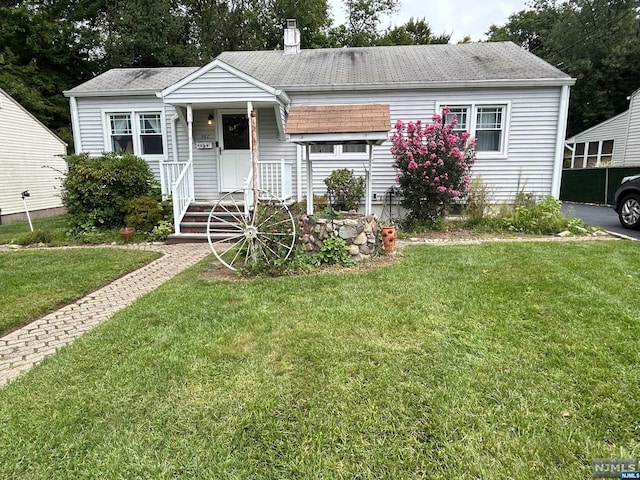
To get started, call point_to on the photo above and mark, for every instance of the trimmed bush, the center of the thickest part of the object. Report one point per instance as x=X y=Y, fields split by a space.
x=143 y=213
x=96 y=189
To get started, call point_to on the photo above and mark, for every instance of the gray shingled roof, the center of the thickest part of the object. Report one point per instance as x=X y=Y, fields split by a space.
x=332 y=67
x=143 y=80
x=394 y=64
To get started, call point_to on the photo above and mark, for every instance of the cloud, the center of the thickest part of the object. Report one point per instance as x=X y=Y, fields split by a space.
x=456 y=17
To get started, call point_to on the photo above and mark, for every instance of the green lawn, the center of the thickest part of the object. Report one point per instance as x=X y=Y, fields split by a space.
x=58 y=225
x=455 y=362
x=35 y=282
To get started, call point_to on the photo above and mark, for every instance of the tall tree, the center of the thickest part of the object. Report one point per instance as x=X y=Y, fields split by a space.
x=595 y=41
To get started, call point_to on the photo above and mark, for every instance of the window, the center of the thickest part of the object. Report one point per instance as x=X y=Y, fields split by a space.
x=489 y=129
x=326 y=149
x=348 y=149
x=121 y=135
x=484 y=122
x=151 y=134
x=462 y=115
x=138 y=133
x=593 y=154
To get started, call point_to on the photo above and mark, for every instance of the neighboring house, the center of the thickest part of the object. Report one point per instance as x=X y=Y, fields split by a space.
x=613 y=143
x=319 y=110
x=31 y=160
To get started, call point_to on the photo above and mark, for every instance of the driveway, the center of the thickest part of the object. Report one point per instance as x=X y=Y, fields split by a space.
x=601 y=216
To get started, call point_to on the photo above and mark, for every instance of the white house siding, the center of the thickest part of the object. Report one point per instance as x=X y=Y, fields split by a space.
x=217 y=86
x=271 y=149
x=528 y=165
x=93 y=123
x=632 y=152
x=613 y=129
x=26 y=147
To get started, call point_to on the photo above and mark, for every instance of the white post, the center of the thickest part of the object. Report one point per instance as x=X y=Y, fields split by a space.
x=369 y=180
x=309 y=181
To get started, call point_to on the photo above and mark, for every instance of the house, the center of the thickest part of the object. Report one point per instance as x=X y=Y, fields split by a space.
x=299 y=114
x=27 y=150
x=612 y=143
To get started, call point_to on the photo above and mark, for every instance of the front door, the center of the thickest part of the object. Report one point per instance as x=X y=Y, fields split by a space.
x=235 y=152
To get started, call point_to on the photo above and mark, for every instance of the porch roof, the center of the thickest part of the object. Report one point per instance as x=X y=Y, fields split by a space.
x=332 y=124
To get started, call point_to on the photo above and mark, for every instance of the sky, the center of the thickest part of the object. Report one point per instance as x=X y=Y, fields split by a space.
x=456 y=17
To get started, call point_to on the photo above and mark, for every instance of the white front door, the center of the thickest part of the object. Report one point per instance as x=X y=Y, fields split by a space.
x=235 y=151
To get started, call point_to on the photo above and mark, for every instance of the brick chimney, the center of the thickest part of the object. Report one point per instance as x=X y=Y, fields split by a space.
x=291 y=38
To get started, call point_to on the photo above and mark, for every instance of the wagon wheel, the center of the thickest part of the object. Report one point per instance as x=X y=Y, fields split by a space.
x=263 y=231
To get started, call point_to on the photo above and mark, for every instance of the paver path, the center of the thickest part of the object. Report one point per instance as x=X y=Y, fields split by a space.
x=23 y=348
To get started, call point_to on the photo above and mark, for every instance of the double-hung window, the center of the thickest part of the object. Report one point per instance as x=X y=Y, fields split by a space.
x=121 y=133
x=347 y=150
x=138 y=133
x=486 y=123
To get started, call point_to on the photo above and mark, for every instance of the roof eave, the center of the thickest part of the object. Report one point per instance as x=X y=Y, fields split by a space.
x=538 y=82
x=109 y=93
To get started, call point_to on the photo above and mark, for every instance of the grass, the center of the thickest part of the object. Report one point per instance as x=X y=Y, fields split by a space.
x=455 y=362
x=57 y=225
x=35 y=282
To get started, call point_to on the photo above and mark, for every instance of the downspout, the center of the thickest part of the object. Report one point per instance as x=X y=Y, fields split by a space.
x=174 y=136
x=75 y=125
x=561 y=133
x=367 y=205
x=299 y=172
x=309 y=181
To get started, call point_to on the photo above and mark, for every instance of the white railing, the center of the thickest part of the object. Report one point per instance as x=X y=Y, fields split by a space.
x=170 y=172
x=183 y=193
x=277 y=178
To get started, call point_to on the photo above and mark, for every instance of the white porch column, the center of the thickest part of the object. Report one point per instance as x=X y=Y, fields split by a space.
x=190 y=130
x=367 y=201
x=309 y=181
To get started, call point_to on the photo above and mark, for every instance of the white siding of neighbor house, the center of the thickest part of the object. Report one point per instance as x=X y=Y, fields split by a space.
x=27 y=149
x=94 y=128
x=613 y=129
x=530 y=152
x=217 y=86
x=632 y=151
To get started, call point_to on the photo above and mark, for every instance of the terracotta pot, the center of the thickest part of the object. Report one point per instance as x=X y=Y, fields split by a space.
x=389 y=239
x=127 y=233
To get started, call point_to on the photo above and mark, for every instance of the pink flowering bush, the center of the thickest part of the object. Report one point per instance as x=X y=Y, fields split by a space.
x=433 y=164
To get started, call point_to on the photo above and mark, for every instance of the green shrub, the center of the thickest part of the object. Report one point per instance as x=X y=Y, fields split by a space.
x=143 y=213
x=345 y=189
x=36 y=236
x=161 y=231
x=96 y=189
x=334 y=251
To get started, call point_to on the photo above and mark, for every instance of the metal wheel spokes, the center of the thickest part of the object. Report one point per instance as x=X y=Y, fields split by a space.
x=262 y=235
x=631 y=211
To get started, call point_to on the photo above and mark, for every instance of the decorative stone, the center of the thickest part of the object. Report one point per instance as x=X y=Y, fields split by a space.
x=348 y=232
x=360 y=239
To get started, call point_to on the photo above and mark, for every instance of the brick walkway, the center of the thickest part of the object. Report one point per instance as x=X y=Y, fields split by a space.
x=22 y=349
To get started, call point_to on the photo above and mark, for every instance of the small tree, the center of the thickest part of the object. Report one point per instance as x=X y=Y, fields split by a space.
x=433 y=164
x=96 y=189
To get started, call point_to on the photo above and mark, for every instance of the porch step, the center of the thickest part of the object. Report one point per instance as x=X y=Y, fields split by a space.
x=193 y=227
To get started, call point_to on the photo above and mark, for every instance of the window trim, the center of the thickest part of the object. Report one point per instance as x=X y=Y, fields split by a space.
x=583 y=158
x=340 y=154
x=135 y=115
x=472 y=119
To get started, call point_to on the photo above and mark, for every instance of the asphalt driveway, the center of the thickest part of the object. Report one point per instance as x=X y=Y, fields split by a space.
x=601 y=216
•••••
WRITTEN TASK
Take the line in which "of the decorative" occurs and each subsequent line through the end; give these lines again without alteration.

RESULT OF THE EXERCISE
To get started, call point_to on the photo above and mark, for every instance of the decorative stone, the center of the thickest part of the object. Report one point per instance as x=X y=Y, fields split by a space.
x=348 y=232
x=360 y=239
To get started, call point_to on the photo above and mark, for every instance of the brick walkway, the center of the thickest part of the object. Report one point per instance as x=X y=Y, fields split by a space.
x=22 y=349
To get started, call point_to on the photo above and mark, for every instance of the small tree, the center of the thickest part of the object. Report one point per instance as x=X y=Y, fields split by a space.
x=433 y=164
x=96 y=189
To get started, call point_to on the photo above and mark, for every instance of the porch step, the center of the thickest part of the object. Report one point per instance as x=X y=Y, fields split by a space.
x=193 y=227
To get started, call point_to on the photo above and mark, for every instance of the window trim, the center of the thickest part of the object. Report one point per instance as x=X y=Y, fields split by a space.
x=583 y=158
x=340 y=154
x=135 y=115
x=472 y=119
To get started, call point_to on the photo above and mark, for every instance of the asphalt driveway, the center of the thickest part of the object. Report one point per instance as x=X y=Y, fields split by a space.
x=601 y=216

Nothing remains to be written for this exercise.